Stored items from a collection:
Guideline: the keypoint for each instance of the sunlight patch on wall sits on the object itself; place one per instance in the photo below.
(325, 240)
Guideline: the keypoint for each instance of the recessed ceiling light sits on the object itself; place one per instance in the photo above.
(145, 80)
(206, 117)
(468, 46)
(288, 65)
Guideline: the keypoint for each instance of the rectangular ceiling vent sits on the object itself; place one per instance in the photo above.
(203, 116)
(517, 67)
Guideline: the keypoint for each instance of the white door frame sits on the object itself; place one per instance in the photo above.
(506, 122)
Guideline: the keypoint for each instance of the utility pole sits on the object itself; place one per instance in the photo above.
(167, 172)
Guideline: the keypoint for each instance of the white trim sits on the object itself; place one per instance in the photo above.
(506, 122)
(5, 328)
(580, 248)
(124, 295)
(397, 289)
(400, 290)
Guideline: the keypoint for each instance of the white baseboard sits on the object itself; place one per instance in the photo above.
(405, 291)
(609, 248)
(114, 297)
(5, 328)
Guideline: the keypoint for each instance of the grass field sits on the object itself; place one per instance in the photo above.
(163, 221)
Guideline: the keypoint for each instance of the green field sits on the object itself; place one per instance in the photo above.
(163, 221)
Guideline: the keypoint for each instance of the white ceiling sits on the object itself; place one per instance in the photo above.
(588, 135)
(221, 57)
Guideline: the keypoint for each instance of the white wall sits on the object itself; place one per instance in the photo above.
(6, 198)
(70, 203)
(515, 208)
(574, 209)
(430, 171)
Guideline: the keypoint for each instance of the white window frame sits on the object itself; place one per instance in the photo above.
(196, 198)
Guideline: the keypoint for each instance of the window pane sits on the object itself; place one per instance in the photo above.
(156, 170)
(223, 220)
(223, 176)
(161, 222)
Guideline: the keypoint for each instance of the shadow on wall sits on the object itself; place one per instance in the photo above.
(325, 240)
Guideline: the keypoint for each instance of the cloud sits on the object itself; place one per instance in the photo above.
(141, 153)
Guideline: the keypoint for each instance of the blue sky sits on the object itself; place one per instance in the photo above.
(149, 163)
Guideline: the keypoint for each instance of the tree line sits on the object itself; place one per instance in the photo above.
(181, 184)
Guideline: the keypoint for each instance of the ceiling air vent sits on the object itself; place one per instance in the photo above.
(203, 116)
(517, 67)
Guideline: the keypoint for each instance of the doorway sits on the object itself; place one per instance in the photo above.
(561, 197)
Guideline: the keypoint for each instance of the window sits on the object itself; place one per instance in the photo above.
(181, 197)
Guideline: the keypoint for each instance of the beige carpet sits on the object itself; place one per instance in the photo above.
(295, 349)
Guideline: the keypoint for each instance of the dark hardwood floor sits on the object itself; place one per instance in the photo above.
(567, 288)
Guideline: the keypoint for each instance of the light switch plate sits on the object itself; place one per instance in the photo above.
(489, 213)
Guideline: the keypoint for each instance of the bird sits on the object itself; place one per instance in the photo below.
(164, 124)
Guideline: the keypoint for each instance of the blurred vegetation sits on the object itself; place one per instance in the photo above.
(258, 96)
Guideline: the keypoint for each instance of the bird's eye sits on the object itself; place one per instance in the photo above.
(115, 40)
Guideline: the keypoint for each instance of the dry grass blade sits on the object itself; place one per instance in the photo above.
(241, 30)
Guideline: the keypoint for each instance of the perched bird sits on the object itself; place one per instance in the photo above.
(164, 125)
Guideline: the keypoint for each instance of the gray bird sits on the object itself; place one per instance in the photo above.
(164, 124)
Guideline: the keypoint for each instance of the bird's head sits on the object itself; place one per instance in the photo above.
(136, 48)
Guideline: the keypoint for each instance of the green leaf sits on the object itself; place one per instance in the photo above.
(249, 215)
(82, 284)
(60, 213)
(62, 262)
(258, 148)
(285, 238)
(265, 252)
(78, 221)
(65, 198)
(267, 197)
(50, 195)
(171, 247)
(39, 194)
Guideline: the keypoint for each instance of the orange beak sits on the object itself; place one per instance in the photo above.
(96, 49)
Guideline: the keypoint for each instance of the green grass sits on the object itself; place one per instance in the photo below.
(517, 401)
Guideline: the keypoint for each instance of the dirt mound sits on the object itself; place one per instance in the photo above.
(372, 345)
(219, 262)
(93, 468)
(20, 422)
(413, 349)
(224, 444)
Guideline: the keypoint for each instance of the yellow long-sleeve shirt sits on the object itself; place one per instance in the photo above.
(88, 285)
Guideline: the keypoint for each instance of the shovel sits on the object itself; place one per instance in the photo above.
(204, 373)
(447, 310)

- **What this task involves**
Give again each line shown above, keeping every word as it is.

- **Task answer**
Guideline: the keypoint for each instance of the sunlight patch on wall sits on the object itself; place one per instance in the photo below.
(325, 240)
Guideline: the keypoint for each instance of the recessed ceiling light sits on the object itself; place one per instance in the photo above.
(145, 80)
(206, 117)
(468, 46)
(288, 65)
Guideline: the keypoint for each instance of the rectangular ceiling vent sits on the object itself; place one per instance in the photo above.
(203, 116)
(517, 67)
Guideline: the keypoint for each instance of the white door frame sits on the object itself; place one per instance in the photo above.
(506, 122)
Guideline: the keypoint for each instance of the utility pole sits on the object itself; place one per instance in the photo above.
(167, 172)
Guideline: the keypoint for each instance of the white trim sits on the object itself; place one per instance in the photo above.
(506, 122)
(5, 328)
(580, 248)
(124, 295)
(397, 289)
(400, 290)
Guideline: the keypoint for each instance of the white baseboard sits on the object itself; place one per instance in the photo above.
(405, 291)
(609, 248)
(114, 297)
(5, 328)
Guideline: the keypoint for each instance of the grass field sits on the object itself; place one per instance in the photo above.
(163, 221)
Guideline: the keypoint for each instance of the green field sits on the object itself; place one per instance in the photo above.
(163, 221)
Guideline: the keypoint for each instance of the white ceiling sits on the object itself; place one per instance in the photo above.
(588, 135)
(221, 57)
Guideline: the keypoint for each instance of the white wall sits on the object itself; place one per instance in the photo above.
(6, 198)
(70, 203)
(515, 208)
(574, 209)
(430, 171)
Guideline: the keypoint for each instance of the white window frame sits on the object itself; place one per instance in the photo above.
(196, 198)
Guideline: the keypoint for each instance of the window pane sits on the object itself; place one per instance in the photo above.
(156, 170)
(223, 220)
(223, 176)
(161, 222)
Guideline: the keypoint for each instance of the shadow on wall sits on the object itself; place one per instance in the photo above.
(325, 240)
Guideline: the keypoint for each instance of the cloud sits on the object itself; place one per instance in the photo above.
(141, 153)
Guideline: the keypoint for each instance of the blue sky sits on the object itself; place one per instance in the photo above.
(149, 163)
Guideline: the keypoint for each instance of the tree line sits on the object itself; place one per instance in the photo above.
(181, 184)
Guideline: the keypoint for each instance of the ceiling air vent sits on the object itself; place one per instance in the photo above.
(203, 116)
(517, 67)
Guideline: the keypoint for each instance of the doorway sits on the object itself; place one per instance in the photo above.
(561, 197)
Guideline: the keypoint for each instance of the window sits on the object itself; place one per instance in the photo above.
(181, 197)
Guideline: the keypoint for each instance of the beige carpet sits on the object itself; place one per instance in the photo above.
(295, 349)
Guideline: the keypoint for each instance of the dark hardwood floor sits on the object itself; place one per instance in the photo above.
(567, 288)
Guideline: the keypoint for each instance of the light switch plate sits on the object itself; place one per instance in the photo above.
(489, 213)
Guideline: the keypoint for each instance of the bird sits on the object itself; place one per instance in the photo below.
(164, 124)
Guideline: the keypoint for each instance of the blurred vegetation sits on the object itself; place one per instance in the photo above.
(258, 96)
Guideline: the keypoint for each instance of the bird's eye sits on the object itself; place one per instance in the photo above.
(115, 40)
Guideline: the keypoint for each instance of the dry grass blade sits on the object itself; place one per instance in the photo above.
(241, 30)
Guideline: the keypoint for each instance of the perched bird sits on the object itself; place one per instance in the photo above.
(164, 125)
Guideline: the keypoint for each instance of the gray bird sits on the object itself; place one per instance in the photo above.
(164, 124)
Guideline: the keypoint for each instance of the bird's head sits on the object itself; place one per instance in the photo above.
(136, 48)
Guideline: the keypoint for each instance of the green leaf sits on the object itself; place one per instance in the photo above.
(249, 215)
(82, 284)
(60, 213)
(62, 262)
(258, 148)
(285, 238)
(265, 252)
(78, 221)
(65, 198)
(267, 197)
(50, 195)
(171, 247)
(39, 194)
Guideline: the keypoint for each instance of the orange beak sits on the object itself; place one per instance in the photo above.
(96, 49)
Guideline: the keypoint for each instance of the green grass sits on the object itself; place one per instance in the photo below.
(517, 401)
Guideline: the keypoint for each instance of the dirt mound sits on the object itself; place one per instance in the photo above.
(372, 345)
(219, 262)
(93, 468)
(20, 422)
(413, 349)
(224, 444)
Guideline: the keypoint for each instance of the yellow long-sleeve shirt sits on the object itself; place one per instance in the photo above.
(88, 285)
Guideline: the keypoint for each instance of the shovel sits on the object itself; place one per instance in the photo above.
(204, 373)
(447, 310)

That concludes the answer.